Copy the rows below verbatim, beginning with the line that contains "Would you mind tagging the white sky" and continuing through the final line of the rows.

————

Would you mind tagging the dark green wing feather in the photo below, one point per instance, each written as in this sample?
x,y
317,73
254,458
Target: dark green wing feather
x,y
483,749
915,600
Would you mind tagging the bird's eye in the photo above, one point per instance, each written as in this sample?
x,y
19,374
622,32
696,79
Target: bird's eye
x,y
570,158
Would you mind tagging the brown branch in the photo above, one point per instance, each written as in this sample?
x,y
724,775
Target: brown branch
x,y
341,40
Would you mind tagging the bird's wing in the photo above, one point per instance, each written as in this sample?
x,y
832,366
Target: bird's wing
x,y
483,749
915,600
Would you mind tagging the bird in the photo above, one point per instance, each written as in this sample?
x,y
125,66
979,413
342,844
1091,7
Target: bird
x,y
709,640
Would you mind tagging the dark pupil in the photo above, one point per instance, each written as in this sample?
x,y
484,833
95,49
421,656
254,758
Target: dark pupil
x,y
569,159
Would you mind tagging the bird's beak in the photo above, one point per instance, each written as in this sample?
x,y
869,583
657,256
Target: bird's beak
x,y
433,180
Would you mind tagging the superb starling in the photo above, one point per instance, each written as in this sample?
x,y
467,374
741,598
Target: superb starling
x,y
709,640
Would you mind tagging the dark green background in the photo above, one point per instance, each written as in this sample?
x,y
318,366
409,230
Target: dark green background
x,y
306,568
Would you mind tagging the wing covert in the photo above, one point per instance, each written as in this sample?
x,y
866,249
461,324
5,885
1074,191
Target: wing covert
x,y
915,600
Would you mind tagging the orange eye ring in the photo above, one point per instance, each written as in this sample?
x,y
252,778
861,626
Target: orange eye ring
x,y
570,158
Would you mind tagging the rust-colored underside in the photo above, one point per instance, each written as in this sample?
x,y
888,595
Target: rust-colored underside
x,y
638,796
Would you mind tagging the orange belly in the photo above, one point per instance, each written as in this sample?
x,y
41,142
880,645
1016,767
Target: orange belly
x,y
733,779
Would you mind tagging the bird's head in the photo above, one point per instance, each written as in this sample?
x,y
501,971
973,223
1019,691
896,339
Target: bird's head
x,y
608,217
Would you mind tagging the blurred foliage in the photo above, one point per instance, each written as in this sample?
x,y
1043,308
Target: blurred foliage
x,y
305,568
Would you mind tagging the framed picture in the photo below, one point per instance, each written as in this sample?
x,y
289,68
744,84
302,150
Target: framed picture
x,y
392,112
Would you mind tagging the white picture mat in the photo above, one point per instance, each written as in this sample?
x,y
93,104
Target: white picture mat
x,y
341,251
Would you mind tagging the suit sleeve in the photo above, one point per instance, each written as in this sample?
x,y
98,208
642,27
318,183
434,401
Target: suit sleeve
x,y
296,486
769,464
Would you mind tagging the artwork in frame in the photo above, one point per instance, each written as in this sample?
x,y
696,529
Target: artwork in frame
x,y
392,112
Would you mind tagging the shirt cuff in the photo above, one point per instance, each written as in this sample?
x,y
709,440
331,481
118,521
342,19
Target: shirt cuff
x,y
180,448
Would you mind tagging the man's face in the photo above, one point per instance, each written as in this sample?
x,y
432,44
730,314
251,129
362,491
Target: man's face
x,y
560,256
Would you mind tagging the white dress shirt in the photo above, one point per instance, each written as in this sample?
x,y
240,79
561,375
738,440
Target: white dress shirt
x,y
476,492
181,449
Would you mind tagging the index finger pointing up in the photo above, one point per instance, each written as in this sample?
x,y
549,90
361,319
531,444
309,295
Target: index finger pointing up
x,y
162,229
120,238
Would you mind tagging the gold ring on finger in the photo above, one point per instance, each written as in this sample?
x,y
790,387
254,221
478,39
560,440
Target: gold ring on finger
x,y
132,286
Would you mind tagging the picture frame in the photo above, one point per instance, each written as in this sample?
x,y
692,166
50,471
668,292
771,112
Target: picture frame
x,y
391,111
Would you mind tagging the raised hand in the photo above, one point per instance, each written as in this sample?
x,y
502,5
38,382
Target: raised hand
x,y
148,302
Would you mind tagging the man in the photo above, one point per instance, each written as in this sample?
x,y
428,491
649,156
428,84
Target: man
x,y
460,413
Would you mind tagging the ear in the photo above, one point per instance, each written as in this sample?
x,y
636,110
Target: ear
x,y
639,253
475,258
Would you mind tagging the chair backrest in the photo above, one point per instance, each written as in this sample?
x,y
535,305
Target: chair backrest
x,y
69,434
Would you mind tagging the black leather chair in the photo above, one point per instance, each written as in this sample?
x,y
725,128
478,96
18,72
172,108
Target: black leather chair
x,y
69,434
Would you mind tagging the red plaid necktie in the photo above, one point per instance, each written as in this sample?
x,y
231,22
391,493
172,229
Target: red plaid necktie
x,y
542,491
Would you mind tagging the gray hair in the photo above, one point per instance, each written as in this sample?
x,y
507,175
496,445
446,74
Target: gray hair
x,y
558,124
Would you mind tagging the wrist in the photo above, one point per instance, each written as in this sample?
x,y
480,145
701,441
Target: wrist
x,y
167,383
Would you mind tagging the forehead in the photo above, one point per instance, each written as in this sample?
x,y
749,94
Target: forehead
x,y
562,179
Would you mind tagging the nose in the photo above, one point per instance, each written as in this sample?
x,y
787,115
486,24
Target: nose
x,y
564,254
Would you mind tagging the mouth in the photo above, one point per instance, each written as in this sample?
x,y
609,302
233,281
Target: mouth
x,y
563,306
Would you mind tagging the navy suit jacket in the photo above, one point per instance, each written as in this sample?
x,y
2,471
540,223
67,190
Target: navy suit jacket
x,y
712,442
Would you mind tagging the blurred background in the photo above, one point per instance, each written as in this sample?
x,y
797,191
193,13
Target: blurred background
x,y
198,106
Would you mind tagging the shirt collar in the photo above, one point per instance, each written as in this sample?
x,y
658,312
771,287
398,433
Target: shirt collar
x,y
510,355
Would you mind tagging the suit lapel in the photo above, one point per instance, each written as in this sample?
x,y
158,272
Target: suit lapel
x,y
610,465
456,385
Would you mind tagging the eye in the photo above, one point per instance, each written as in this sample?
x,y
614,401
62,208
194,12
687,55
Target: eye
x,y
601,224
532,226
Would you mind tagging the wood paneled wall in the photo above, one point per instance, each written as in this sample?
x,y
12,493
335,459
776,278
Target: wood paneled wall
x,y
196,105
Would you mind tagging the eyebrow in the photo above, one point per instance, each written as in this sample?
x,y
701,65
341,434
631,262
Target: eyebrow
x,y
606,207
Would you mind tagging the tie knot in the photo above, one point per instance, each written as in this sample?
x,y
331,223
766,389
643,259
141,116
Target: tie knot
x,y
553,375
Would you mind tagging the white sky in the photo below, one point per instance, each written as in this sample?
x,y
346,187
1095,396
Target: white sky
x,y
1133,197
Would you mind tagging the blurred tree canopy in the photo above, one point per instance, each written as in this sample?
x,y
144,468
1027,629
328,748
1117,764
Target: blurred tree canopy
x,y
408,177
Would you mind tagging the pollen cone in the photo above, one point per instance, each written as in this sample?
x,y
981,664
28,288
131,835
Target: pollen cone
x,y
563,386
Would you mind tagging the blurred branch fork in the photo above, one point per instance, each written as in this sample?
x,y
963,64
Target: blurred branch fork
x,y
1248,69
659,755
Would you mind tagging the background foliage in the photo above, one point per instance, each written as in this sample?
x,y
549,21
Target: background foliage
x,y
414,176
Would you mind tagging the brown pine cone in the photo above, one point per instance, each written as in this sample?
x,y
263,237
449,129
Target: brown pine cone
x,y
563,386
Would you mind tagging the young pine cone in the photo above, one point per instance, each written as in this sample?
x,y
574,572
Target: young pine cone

————

EXERCISE RESULT:
Would you mind tagging the white sky in the photo below, one point per instance, each written as in this sample?
x,y
346,187
1095,396
Target: white sky
x,y
1133,197
Would you mind tagging the blurred tree canopy in the photo above, one point per instance, each written as in this sample?
x,y
144,468
1027,629
328,748
1117,764
Target: blurred tree canopy
x,y
408,177
Would you mind tagging the pollen cone in the photo above, one point per instance, each written as in this sample?
x,y
981,664
28,288
131,835
Target: pollen cone
x,y
563,386
Would you mind tagging the blurred branch fork in the photo above, one point per instance, each written as in this sample?
x,y
963,64
Target: blurred branch fork
x,y
1248,69
659,755
Would you mind tagging the background foliage in the photo above, one point per instance, each written as in this sample?
x,y
549,21
Target: background foliage
x,y
414,176
Would you mind tagging the brown pine cone in the photo above, one point per instance, each written as in this sample?
x,y
263,237
449,129
Target: brown pine cone
x,y
563,386
Would you mind tagging the young pine cone in the photo above, one point per instance, each written as in this sample?
x,y
574,572
Target: young pine cone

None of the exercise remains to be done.